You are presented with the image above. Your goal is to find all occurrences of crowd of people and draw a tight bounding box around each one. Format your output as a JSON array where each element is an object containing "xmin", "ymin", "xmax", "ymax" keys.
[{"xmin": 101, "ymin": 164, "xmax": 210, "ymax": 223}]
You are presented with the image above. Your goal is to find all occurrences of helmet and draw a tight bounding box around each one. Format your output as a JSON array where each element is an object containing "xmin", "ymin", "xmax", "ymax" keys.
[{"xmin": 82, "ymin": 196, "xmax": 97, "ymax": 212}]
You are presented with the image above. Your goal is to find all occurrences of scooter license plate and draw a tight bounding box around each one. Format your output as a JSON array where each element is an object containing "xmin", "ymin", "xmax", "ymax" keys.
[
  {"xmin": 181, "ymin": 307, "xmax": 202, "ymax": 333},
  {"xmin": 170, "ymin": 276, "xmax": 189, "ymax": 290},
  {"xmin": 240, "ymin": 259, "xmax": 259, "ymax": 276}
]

## Set exercise
The listing above must be transcribed exactly, line by line.

## Completed exercise
You are presented with the image above. Your goal is to find all occurrences of crowd of people and draw a tight bounding box around each one. Format your output as a JSON array where each element is an object containing "xmin", "ymin", "xmax", "ymax" keys.
[{"xmin": 101, "ymin": 164, "xmax": 210, "ymax": 223}]
You are presented with the image above. Your goal is to find all occurrences of helmet and draw a tight bounding box around each one. Format your output as a JSON array where each element is an object containing "xmin", "ymin", "xmax", "ymax" keys.
[{"xmin": 82, "ymin": 196, "xmax": 97, "ymax": 212}]
You are presented with the image above. Your goal is to find all occurrences of scooter license plate and draw a tight bounding box around each one. Format your output as a JSON array where each element is an object containing "xmin", "ymin", "xmax", "ymax" keys.
[
  {"xmin": 181, "ymin": 307, "xmax": 202, "ymax": 333},
  {"xmin": 170, "ymin": 276, "xmax": 189, "ymax": 290},
  {"xmin": 240, "ymin": 259, "xmax": 259, "ymax": 276}
]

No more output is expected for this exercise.